## Begin Provided passage

Food is a massive part of our life – and for a good reason! With the earth’s population nearing 8 billion and increasing, growing and producing food is an ever-essential market. There’s no need to be a farmer, though, to be involved with the agricultural trading system.
Many investors use agricultural commodity trading systems as an effective way to diversify their financial portfolio and tap into an expanding market. By relying on accurate data and analysis tools from DTN, it is possible to successfully invest in various agricultural commodities.
What are the best agricultural commodities to trade, and how can you get started? Let’s take a closer look at agricultural trading.
What Is Agricultural Commodity Trading?
A commodity is a necessary good or raw material. Included are metals such as gold or energy commodities such as oil and gas. Agricultural commodities are what you would expect from the name – goods or raw materials that are grown or produced in farms. Common agricultural commodities include dairy products, wheat, and coffee.
You can invest in and “trade” these products virtually, without running a farm and purchasing and storing the items yourself. It may be accomplished through different trading systems, most often through futures contracts, ETPs, and CFDs.

## End Provided passage
## Begin Entries provided

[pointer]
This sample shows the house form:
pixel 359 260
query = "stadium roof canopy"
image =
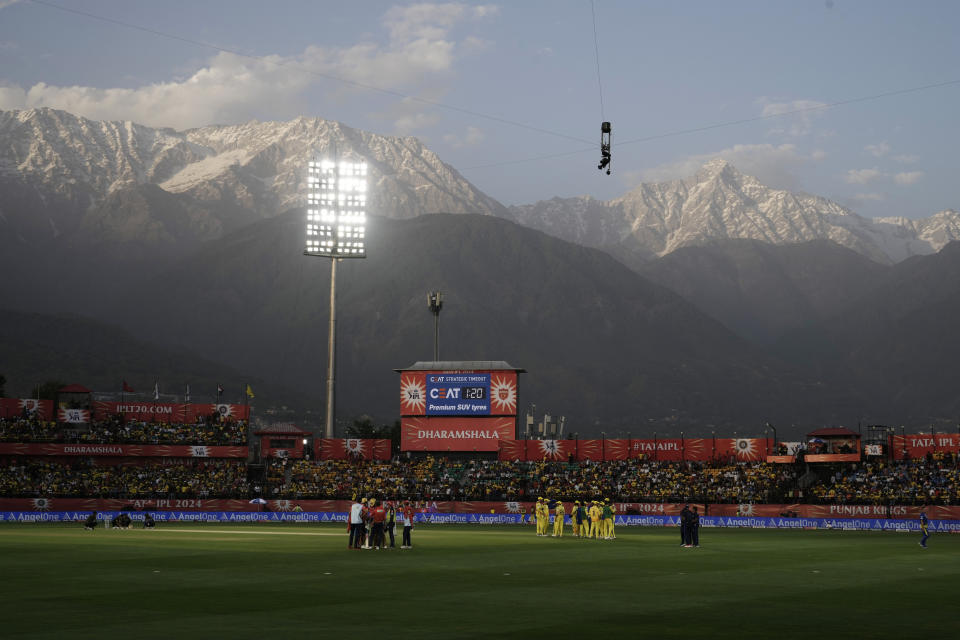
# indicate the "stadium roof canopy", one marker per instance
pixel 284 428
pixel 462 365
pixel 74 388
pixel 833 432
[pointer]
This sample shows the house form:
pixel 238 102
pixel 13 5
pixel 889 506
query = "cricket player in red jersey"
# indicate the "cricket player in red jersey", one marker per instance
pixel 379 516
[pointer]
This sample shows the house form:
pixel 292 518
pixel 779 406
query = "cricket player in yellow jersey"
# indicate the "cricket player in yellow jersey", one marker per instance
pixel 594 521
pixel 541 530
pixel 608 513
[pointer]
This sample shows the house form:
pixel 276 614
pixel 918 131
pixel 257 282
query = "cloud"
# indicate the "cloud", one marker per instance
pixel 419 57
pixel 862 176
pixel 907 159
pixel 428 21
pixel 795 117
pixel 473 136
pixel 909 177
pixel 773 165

## End Entries provided
## Begin Entries provided

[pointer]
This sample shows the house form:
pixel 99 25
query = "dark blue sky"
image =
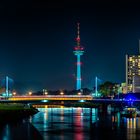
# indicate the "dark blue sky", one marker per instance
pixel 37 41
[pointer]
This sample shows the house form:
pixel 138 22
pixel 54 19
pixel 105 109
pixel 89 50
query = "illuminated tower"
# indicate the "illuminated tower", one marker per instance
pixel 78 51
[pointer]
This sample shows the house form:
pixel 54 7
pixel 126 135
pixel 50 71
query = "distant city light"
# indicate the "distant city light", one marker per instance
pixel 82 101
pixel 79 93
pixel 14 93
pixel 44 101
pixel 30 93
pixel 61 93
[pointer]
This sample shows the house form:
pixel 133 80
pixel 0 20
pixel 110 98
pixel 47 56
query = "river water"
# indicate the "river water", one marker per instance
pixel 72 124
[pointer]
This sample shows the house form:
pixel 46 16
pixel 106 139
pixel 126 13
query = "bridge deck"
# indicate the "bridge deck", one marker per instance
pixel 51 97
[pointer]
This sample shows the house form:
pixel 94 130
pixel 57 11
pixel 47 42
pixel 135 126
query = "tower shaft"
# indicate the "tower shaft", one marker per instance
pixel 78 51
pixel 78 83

## End Entries provided
## Begin Entries provided

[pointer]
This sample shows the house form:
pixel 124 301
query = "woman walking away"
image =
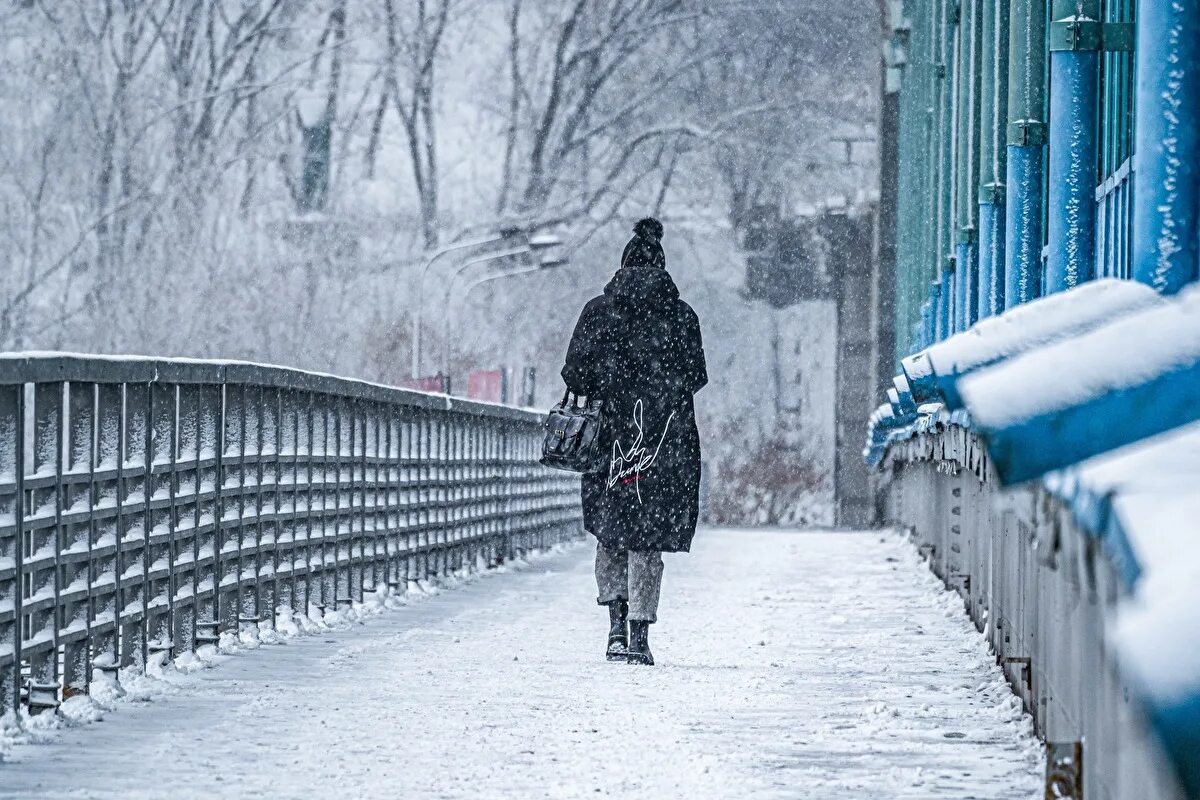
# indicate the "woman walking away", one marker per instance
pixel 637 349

## End Entries provided

* [Stated task 1] Duplicate the part of the passage on agricultural commodity trading starting with "Many investors use" and going on through "Agricultural Commodity Trading?".
* [Stated task 2] Filter the entries, reproducing each line that contains the string "roof".
The passage on agricultural commodity trading and the entries come from separate sources.

* [Finished answer 1]
Many investors use agricultural commodity trading systems as an effective way to diversify their financial portfolio and tap into an expanding market. By relying on accurate data and analysis tools from DTN, it is possible to successfully invest in various agricultural commodities.
What are the best agricultural commodities to trade, and how can you get started? Let’s take a closer look at agricultural trading.
What Is Agricultural Commodity Trading?

* [Finished answer 2]
query = "stadium roof canopy"
# indicate the "stadium roof canopy", one marker per instance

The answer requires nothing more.